start
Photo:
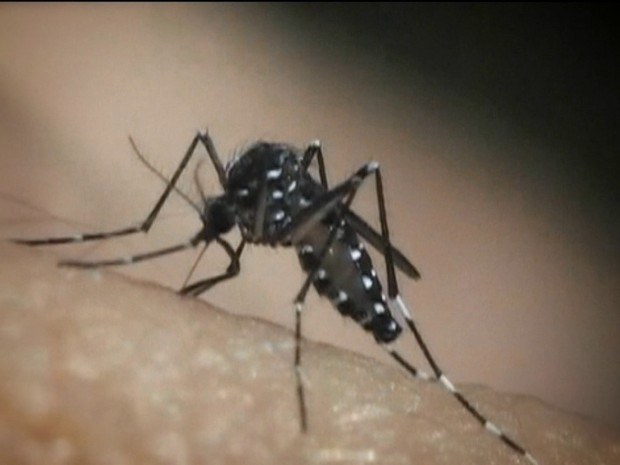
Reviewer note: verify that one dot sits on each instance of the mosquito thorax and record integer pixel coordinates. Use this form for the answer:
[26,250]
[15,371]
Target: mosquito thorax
[269,187]
[218,216]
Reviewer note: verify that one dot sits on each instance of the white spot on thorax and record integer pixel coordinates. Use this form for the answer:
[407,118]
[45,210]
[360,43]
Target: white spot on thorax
[274,174]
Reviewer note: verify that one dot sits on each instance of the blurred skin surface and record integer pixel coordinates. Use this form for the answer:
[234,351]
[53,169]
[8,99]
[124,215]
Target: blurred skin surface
[520,287]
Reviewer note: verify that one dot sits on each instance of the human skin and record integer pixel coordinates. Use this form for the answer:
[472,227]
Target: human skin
[96,368]
[519,285]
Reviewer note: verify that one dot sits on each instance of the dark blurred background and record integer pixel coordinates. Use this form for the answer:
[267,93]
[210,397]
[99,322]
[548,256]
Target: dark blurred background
[495,125]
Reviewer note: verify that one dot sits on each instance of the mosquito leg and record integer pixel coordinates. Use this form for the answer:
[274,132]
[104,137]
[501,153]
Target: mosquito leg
[142,227]
[206,140]
[359,224]
[325,205]
[197,288]
[397,304]
[131,258]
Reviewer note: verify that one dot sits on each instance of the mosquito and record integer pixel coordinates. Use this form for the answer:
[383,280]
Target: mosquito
[270,195]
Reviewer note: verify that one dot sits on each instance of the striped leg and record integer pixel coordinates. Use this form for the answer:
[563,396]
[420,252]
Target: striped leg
[202,137]
[316,213]
[132,258]
[361,227]
[397,305]
[197,288]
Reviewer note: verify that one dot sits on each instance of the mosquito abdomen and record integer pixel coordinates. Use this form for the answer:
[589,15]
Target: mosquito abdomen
[347,277]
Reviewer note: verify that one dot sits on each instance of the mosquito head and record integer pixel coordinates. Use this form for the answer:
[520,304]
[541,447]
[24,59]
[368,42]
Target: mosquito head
[218,217]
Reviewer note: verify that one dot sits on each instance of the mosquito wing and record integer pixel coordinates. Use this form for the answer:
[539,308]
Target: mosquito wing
[376,240]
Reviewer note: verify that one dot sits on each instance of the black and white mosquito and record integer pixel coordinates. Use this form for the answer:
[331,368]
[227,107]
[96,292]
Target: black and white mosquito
[270,195]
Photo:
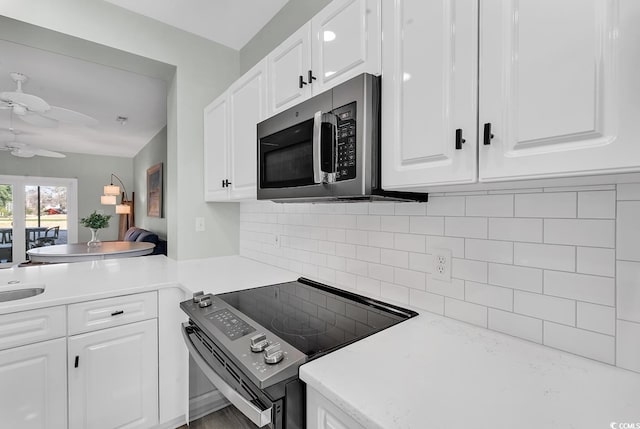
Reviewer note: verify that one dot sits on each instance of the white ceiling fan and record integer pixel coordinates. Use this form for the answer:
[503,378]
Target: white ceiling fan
[24,150]
[36,111]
end
- [Aim of the exercise]:
Rewrite the lines from the one holding "of the black" through the end of the records, inclusive, substituting "Annotator note" for every "Reviewer note" and leaving everything else unchanged. Omit the pictures from your answer.

- [Exercise solution]:
Annotator note: verify that one dot sits on each instance of the black and white mosquito and record integer pixel coordinates. Use this form for the answer:
[331,368]
[227,107]
[96,292]
Target: black and white mosquito
[270,195]
Photo:
Annotator note: verify that one dot sits on each instance of the white ceiling fan and record integer pixel coordinates. Use this form for the answer:
[503,378]
Target: white ceiling fan
[24,150]
[36,111]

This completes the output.